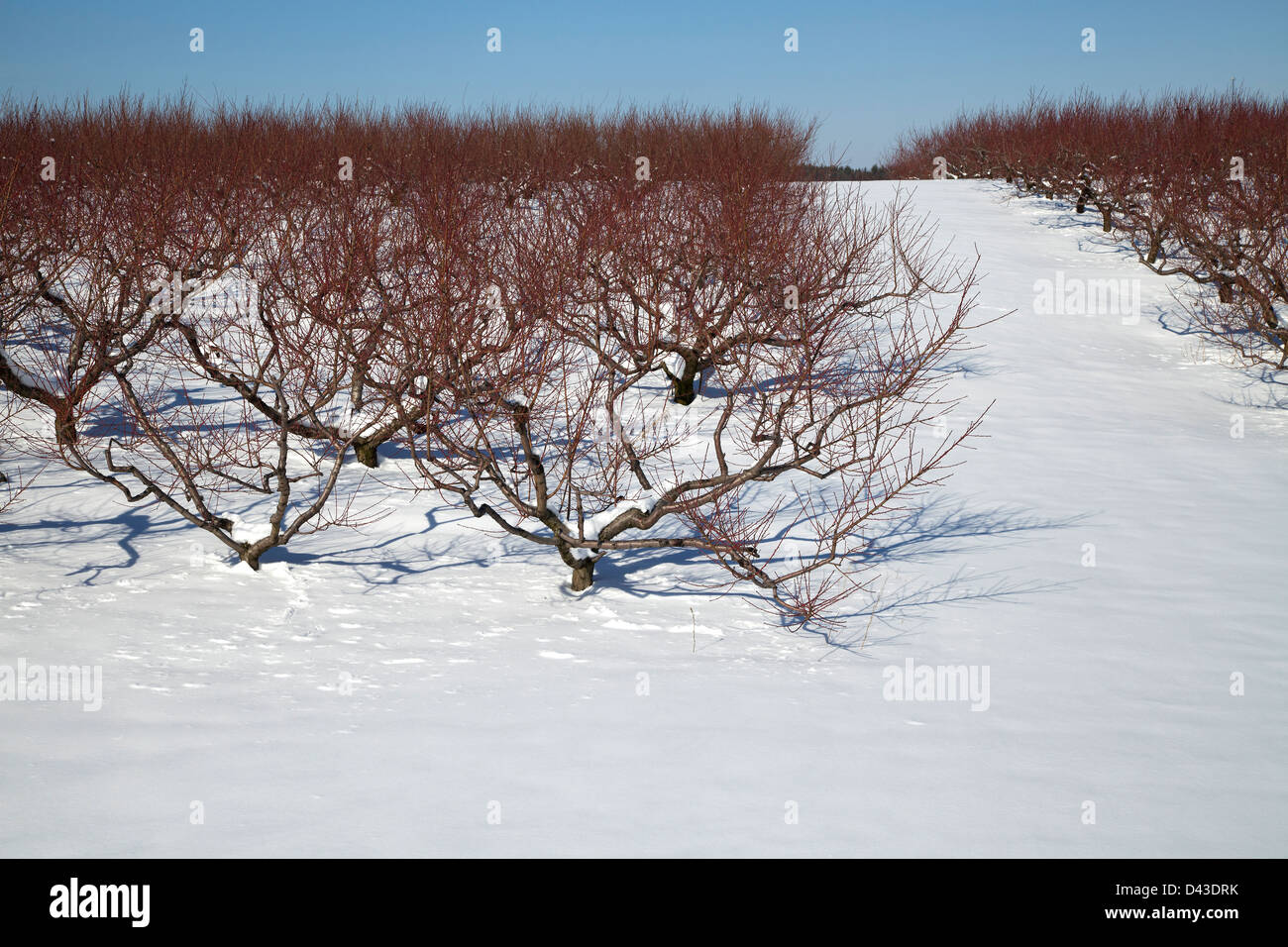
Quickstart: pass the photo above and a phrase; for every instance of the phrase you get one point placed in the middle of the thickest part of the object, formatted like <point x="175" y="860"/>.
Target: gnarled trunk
<point x="583" y="575"/>
<point x="366" y="453"/>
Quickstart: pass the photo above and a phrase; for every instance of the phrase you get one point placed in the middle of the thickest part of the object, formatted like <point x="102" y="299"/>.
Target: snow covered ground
<point x="1109" y="560"/>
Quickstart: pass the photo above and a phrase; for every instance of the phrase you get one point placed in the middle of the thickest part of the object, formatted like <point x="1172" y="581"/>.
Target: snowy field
<point x="1111" y="556"/>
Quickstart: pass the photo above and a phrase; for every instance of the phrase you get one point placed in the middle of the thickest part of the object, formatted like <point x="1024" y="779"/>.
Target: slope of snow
<point x="410" y="690"/>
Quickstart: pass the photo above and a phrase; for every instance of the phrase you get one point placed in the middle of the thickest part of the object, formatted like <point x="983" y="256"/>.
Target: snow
<point x="384" y="692"/>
***
◆ **Your instructions**
Reproduce the listing above with "widest part" substituted for each occurrence of "thickest part", leaving everything else unchanged. Omit the pictures from your answer.

◆ **Expected output**
Quickstart: pass the photo above and a phrase; for every instance of the phrase you get one point placed in the middle of the widest part of the object, formatted like <point x="175" y="860"/>.
Target: gnarled trunk
<point x="583" y="575"/>
<point x="366" y="453"/>
Quickstart: pass the photo above and a phrase; for every instance of the phrase you get one point placed in the middle of the widest part of the object, formatted like <point x="102" y="299"/>.
Target: snow covered ground
<point x="1109" y="560"/>
Quickstart: pass the photo above and a phrase; for every instance of the phrase you get one point placed in the middle of the widest part of the object, formatted like <point x="1172" y="581"/>.
Target: snowy field
<point x="1111" y="556"/>
Quickstart: pass the photo above and a phrase; for every instance of the phrase you get one point placed in the middle of the widest part of the object, formatted like <point x="1024" y="779"/>.
Target: slope of snow
<point x="410" y="690"/>
Quickstart: pass the photo above and a phrase; for every instance of the phrase you get one point placed in the middle of the widest part of the object, formatted like <point x="983" y="256"/>.
Target: snow
<point x="384" y="692"/>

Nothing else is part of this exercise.